Data supplied:

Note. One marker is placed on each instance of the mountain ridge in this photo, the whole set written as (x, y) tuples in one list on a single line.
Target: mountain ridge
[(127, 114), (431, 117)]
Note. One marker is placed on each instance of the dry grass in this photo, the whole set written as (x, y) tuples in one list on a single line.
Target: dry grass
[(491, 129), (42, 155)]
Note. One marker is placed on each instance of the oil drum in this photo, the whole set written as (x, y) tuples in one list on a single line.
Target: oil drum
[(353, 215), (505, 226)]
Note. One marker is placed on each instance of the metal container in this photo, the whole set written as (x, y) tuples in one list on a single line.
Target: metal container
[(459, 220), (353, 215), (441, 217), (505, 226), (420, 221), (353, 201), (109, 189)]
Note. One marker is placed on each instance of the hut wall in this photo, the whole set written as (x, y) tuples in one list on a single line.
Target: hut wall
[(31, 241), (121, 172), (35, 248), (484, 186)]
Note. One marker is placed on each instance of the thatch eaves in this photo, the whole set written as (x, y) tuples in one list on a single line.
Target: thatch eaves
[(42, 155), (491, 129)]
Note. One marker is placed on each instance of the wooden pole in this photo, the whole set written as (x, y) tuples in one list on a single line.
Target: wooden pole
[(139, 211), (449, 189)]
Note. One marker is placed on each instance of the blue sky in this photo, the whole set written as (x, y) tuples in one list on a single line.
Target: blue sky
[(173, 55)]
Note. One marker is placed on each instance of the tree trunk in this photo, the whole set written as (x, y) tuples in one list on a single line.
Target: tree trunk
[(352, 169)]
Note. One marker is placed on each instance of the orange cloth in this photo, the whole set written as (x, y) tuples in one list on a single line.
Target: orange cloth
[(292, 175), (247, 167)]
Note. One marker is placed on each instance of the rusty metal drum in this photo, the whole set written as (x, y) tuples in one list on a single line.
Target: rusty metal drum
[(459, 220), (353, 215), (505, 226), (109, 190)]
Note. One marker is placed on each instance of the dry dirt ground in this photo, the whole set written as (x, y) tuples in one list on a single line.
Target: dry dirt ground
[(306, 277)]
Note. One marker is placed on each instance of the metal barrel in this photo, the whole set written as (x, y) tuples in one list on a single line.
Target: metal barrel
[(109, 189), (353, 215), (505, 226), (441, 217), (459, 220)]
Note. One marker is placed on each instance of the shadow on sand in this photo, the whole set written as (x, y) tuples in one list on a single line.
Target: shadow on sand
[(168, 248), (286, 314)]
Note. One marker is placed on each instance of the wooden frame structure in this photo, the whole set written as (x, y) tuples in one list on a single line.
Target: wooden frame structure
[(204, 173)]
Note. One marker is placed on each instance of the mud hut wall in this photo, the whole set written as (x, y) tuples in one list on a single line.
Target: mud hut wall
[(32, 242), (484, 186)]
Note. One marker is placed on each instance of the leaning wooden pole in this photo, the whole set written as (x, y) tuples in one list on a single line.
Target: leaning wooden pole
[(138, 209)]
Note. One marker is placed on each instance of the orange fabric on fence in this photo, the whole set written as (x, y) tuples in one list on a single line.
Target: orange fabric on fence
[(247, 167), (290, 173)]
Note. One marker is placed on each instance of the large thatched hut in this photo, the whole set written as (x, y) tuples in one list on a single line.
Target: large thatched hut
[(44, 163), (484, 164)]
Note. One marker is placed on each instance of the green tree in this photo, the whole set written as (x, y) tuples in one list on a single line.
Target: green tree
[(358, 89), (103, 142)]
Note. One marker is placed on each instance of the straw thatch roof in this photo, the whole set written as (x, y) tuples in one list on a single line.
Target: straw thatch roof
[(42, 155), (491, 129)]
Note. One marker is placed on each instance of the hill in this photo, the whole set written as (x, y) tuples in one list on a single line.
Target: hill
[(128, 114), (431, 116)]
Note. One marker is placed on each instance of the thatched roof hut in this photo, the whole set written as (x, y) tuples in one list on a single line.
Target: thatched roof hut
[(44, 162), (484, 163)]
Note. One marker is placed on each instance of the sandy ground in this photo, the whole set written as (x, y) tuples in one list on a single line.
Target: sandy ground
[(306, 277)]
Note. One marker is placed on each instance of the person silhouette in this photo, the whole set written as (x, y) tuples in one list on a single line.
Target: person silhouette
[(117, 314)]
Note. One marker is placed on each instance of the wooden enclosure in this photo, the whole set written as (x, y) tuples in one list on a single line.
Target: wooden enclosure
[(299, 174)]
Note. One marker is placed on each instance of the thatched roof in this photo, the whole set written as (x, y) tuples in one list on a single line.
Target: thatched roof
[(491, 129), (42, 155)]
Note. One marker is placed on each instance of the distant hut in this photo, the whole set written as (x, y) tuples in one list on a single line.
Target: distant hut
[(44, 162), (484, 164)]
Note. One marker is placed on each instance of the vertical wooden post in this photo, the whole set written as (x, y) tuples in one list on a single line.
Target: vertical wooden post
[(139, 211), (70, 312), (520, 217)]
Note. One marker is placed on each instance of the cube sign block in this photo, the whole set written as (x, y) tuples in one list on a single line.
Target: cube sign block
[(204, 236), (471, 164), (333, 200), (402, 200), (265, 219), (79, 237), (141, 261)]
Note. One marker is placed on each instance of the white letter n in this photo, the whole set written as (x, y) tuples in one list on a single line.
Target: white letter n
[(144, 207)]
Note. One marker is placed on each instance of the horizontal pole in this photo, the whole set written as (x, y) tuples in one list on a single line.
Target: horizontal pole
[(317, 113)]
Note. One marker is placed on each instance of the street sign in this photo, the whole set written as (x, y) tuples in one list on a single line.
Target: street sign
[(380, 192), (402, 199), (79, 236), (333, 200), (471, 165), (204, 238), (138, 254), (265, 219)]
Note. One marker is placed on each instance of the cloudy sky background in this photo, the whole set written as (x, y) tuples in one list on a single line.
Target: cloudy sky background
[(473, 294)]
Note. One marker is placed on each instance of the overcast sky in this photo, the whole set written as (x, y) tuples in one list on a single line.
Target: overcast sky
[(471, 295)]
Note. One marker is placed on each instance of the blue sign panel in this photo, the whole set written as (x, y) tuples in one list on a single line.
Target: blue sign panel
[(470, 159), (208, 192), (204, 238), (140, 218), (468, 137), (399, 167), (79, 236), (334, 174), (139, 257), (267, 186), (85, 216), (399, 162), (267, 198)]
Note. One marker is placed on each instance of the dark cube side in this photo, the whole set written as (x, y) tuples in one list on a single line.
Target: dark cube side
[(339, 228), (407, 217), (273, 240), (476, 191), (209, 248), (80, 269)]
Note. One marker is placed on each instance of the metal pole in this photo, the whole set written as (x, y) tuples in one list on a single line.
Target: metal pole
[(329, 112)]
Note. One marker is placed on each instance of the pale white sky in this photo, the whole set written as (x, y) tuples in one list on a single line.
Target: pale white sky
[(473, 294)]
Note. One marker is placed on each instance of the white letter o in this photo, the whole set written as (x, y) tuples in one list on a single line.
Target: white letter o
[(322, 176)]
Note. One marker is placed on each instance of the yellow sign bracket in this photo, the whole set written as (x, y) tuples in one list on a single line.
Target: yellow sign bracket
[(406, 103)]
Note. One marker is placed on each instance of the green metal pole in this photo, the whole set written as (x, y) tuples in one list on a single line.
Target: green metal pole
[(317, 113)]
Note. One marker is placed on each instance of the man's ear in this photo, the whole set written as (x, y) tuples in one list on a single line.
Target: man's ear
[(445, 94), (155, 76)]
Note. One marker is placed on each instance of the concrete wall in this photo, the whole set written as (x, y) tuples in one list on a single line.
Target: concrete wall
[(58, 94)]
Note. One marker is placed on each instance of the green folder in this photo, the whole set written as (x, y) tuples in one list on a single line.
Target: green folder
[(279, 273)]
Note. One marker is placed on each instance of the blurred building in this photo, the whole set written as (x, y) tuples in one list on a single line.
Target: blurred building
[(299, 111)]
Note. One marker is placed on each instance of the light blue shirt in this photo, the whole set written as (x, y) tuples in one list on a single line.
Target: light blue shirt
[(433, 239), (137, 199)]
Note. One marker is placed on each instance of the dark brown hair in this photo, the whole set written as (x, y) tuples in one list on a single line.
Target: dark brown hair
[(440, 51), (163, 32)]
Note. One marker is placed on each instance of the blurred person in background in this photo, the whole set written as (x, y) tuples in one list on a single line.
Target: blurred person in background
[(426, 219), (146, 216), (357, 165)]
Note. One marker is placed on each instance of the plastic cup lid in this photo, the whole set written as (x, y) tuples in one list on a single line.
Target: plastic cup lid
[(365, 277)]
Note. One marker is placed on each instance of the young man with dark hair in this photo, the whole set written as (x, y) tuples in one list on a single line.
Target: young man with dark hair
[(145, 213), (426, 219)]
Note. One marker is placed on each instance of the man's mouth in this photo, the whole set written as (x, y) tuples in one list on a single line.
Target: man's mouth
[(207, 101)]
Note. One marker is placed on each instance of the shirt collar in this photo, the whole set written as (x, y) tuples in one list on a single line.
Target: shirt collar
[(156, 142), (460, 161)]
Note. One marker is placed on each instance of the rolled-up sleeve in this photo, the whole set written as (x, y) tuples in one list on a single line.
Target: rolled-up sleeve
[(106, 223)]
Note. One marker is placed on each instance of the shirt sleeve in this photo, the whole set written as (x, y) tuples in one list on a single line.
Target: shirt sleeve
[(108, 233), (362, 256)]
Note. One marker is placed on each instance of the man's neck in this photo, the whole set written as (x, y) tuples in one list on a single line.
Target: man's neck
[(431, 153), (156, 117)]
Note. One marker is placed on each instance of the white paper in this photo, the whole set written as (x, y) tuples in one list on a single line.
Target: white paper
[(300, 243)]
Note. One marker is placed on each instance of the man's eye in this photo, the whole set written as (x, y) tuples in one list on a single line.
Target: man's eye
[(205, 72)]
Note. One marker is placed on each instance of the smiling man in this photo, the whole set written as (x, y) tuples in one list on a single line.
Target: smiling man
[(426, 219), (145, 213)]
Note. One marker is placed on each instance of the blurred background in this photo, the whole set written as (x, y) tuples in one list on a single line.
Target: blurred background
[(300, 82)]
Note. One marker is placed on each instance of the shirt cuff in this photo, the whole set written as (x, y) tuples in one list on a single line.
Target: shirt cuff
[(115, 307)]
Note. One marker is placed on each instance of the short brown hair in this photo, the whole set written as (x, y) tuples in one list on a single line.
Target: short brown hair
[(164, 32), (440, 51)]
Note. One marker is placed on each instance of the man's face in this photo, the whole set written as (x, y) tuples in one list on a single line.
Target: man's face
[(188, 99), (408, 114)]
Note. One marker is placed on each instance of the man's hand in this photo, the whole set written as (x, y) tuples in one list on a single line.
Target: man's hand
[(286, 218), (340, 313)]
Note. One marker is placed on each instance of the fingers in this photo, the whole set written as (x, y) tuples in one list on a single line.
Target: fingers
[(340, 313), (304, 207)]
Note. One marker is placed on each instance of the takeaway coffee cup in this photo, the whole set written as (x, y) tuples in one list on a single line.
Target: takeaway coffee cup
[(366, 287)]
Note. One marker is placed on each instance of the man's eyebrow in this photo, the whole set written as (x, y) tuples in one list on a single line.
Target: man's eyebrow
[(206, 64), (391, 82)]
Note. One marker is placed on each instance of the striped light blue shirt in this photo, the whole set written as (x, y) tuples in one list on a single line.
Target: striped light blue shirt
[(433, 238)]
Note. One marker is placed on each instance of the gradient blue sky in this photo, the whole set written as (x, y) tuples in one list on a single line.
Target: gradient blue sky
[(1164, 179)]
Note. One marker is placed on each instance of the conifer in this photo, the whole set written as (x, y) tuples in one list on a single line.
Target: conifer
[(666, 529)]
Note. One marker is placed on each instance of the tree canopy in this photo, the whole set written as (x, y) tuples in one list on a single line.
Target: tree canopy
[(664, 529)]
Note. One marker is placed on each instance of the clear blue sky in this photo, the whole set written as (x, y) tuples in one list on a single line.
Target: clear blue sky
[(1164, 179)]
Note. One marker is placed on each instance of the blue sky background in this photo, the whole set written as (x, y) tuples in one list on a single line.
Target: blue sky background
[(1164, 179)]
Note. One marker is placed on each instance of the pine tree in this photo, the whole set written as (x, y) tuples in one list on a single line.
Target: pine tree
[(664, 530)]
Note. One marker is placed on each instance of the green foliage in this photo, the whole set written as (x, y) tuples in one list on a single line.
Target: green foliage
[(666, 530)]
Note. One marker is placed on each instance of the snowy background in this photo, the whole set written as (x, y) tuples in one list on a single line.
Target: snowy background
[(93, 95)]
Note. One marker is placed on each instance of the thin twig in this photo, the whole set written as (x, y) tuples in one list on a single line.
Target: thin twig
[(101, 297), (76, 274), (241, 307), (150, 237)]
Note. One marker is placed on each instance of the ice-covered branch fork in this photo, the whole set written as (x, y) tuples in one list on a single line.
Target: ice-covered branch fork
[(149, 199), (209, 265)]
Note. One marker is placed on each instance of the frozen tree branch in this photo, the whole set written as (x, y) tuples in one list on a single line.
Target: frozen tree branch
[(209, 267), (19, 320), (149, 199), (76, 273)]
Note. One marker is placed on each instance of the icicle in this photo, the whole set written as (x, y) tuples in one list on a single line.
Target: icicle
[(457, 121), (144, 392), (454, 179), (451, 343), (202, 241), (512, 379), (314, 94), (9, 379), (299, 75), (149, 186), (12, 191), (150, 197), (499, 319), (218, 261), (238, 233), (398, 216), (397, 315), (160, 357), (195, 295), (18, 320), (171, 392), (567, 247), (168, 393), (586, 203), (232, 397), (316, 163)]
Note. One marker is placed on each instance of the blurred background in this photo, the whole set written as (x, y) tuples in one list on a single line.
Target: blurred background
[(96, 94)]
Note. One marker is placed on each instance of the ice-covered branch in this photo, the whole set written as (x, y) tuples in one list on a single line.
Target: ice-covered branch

What the exercise asks:
Rewrite the lines from the one containing "the blue sky in" through the one containing "[(292, 175), (247, 167)]", swapping "marker" for "point" and leaving everything else unchanged.

Exercise solution:
Note. One point is placed on each instance of the blue sky in this photo, the whole set written as (x, y) tuples in one list on a single line.
Target: blue sky
[(173, 55)]
Note. One point is placed on each instance of the tree trunk in this photo, the whole set written as (x, y) tuples in one list on a single line.
Target: tree trunk
[(352, 169)]
Note. One point is placed on each instance of the orange cloth in this photo, the whole set written as (x, y) tuples in one list on a single line.
Target: orange cloth
[(292, 175), (247, 167)]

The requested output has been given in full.